Bon Iver - Blood Bank
January 20th, 2009
Jagjaguwar
Score: 8.1

What’s that noise up the stairs, babe?
Is that Christmas morning creaks?


Seasons. Each one symbolizes messages extending beyond simple meteorology. Winter is an avalanche of the frigid, the desolate, and the imprisoned whereas summer is an agreeable breeze of good company and joie de vivre. Autumn is a somber meditation on the passage of time while spring ushers in the prospect of love and life. Judging by Blood Bank, Bon Iver’s temperament changes in accordance with these divisions too.

By now, most everyone is familiar with the tale culminating in For Emma, Forever Ago. Discouraged and disenfranchised, one man heads to a remote Wisconsin cabin in an attempt to restore his peace of mind. He fends for himself, chopping the very wood that keeps him warm, executing menial tasks to stay busy. With instruments in tow and the past year plastering the walls of his father’s northern retreat, he ponders the events that led him there. “Whatever could it be that has brought me to this loss?”

(Records from a data source)

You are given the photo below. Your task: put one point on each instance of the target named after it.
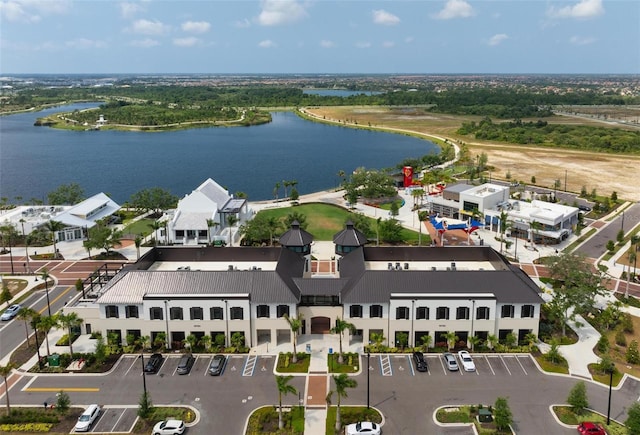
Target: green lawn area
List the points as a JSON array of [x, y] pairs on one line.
[[141, 227], [325, 220]]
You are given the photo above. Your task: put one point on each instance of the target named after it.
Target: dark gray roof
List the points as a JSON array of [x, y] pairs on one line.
[[350, 236], [509, 286], [296, 236]]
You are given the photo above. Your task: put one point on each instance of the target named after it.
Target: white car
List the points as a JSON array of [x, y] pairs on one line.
[[169, 427], [466, 361], [365, 427], [10, 312]]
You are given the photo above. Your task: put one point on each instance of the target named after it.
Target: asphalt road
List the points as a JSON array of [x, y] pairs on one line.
[[407, 398], [12, 333]]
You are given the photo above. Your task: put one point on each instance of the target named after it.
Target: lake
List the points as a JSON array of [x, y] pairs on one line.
[[36, 160]]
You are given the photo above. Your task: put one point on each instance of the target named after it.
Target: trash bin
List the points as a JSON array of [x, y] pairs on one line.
[[54, 360]]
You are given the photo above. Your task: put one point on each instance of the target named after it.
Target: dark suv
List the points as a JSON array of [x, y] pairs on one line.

** Your objective **
In the Blood Bank review, where does the man go in the tale that culminates in For Emma, Forever Ago?

** Response **
He goes to a remote Wisconsin cabin.